> Given records:
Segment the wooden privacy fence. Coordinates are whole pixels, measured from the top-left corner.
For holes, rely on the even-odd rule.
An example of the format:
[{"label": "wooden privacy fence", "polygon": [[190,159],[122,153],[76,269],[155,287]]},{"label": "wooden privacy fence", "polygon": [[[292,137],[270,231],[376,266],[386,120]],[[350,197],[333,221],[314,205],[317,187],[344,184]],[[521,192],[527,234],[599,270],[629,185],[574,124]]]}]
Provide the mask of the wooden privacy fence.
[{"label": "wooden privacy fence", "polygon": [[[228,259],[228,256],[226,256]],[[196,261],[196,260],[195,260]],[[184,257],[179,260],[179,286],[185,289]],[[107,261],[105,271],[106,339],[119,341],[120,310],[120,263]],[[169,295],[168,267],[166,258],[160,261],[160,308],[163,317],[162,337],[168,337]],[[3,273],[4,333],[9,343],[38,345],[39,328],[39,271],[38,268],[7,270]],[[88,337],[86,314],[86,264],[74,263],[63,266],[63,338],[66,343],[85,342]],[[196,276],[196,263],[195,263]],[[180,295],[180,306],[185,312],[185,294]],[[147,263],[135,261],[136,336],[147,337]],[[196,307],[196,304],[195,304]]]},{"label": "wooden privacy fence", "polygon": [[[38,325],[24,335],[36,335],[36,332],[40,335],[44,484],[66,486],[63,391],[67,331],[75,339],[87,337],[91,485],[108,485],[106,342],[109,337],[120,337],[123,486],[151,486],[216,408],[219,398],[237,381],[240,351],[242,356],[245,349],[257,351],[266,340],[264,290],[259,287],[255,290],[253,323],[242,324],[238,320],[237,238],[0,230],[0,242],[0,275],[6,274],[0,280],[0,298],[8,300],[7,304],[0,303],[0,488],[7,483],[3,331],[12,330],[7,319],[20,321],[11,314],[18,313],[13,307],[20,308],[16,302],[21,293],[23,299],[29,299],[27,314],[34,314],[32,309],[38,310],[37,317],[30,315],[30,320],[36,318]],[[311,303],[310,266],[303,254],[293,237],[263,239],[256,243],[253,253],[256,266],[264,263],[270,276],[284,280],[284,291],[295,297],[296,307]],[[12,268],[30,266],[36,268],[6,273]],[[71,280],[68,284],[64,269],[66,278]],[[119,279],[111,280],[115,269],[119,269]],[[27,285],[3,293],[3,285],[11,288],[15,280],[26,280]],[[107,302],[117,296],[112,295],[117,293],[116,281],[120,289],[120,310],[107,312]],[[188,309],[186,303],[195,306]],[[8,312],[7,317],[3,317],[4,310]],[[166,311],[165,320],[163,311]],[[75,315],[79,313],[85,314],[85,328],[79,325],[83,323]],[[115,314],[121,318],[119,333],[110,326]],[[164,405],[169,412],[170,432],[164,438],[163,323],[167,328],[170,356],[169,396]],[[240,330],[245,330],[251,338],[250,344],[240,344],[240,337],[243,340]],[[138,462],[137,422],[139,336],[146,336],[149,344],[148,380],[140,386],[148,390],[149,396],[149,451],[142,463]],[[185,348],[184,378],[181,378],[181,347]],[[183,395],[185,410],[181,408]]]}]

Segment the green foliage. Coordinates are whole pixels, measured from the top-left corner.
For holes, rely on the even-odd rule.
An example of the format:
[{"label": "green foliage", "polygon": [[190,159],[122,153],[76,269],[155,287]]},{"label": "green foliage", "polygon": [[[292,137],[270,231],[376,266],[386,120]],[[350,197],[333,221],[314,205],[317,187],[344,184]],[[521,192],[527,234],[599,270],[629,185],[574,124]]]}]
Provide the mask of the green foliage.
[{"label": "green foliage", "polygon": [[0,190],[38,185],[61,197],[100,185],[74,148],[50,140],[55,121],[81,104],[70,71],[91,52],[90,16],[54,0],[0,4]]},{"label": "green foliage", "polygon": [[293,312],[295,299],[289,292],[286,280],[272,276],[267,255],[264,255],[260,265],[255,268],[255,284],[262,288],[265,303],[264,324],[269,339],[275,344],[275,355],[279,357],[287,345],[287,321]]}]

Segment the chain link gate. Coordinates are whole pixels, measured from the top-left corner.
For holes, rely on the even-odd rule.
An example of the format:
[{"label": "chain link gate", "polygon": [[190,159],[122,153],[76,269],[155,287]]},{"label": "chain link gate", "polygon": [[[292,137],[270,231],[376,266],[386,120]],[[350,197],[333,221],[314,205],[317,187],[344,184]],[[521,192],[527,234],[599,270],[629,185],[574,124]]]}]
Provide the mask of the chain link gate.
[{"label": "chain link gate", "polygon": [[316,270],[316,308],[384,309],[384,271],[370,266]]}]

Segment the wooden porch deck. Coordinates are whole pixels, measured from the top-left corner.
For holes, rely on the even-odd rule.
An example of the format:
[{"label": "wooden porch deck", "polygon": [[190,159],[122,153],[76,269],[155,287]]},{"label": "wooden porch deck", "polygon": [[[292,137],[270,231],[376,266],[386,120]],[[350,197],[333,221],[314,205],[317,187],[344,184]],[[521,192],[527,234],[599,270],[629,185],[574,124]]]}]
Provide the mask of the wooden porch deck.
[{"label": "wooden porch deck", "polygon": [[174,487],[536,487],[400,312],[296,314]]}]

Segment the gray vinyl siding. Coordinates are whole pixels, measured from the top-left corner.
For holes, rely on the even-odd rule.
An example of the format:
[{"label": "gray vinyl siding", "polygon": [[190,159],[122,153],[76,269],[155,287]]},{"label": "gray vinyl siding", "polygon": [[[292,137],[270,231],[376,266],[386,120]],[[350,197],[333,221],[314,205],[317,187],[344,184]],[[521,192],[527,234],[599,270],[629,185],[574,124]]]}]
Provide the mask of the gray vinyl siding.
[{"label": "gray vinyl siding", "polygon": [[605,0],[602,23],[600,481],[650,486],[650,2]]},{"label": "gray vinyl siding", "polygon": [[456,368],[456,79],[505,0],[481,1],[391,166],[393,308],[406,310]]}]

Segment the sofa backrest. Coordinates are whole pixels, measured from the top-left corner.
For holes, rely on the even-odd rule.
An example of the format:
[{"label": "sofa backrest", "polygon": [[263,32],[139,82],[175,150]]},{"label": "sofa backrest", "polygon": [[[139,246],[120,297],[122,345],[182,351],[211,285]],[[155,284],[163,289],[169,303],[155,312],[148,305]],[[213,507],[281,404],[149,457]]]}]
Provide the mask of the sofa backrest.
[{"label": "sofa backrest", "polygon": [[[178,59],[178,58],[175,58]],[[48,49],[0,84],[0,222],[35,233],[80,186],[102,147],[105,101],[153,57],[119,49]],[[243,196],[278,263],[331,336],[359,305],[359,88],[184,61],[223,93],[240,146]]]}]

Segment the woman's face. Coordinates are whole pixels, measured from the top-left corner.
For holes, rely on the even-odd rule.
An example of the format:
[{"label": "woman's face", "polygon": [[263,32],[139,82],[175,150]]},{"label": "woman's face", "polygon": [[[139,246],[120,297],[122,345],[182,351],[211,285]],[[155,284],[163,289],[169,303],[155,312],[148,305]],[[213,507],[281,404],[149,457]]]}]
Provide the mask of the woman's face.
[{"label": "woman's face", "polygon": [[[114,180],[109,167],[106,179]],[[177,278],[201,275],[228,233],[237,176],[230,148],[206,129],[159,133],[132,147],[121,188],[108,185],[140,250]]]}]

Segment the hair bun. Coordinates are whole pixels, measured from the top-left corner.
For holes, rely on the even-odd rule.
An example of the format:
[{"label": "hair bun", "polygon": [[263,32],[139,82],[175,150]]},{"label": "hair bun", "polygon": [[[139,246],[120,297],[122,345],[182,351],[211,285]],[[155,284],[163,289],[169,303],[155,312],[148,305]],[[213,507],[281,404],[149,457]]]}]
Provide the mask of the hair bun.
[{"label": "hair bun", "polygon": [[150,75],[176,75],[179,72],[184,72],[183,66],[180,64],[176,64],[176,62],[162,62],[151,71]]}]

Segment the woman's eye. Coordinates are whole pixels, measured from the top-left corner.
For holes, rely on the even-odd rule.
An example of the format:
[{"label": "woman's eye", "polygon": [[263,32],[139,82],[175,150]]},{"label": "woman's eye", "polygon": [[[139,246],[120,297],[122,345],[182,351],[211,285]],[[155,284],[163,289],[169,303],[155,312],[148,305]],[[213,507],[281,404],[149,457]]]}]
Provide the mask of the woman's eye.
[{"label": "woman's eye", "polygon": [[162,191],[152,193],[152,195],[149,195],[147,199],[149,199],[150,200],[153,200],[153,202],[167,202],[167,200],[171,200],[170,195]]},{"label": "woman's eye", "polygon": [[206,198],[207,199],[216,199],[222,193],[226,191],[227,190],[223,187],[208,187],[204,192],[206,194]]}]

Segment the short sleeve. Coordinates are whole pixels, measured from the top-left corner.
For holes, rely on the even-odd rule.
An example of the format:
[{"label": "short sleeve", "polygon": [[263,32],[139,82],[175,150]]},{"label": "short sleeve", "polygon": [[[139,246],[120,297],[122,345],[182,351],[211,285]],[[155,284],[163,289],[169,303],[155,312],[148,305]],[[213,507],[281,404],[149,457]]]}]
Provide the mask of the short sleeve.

> What is required:
Turn the records, starting at the first line and ending at the line containing "Provide the mask of the wooden privacy fence.", into a Markdown table with the columns Row and Line. Number each row and skip blank lines.

> The output:
| Row | Line |
|---|---|
| 1 | Segment the wooden privacy fence. Coordinates are whole pixels, measured from the top-left corner. |
| 2 | For holes, rely on the even-odd rule. |
| 3 | An example of the format: |
| 4 | [{"label": "wooden privacy fence", "polygon": [[190,159],[122,153],[76,269],[155,287]]},{"label": "wooden privacy fence", "polygon": [[[292,137],[270,231],[376,266],[386,120]],[[350,197],[333,221],[314,205],[317,187],[344,184]],[[521,192],[527,234],[599,270],[629,185],[574,124]]]}] |
| 5 | Provide the mask of the wooden privacy fence. |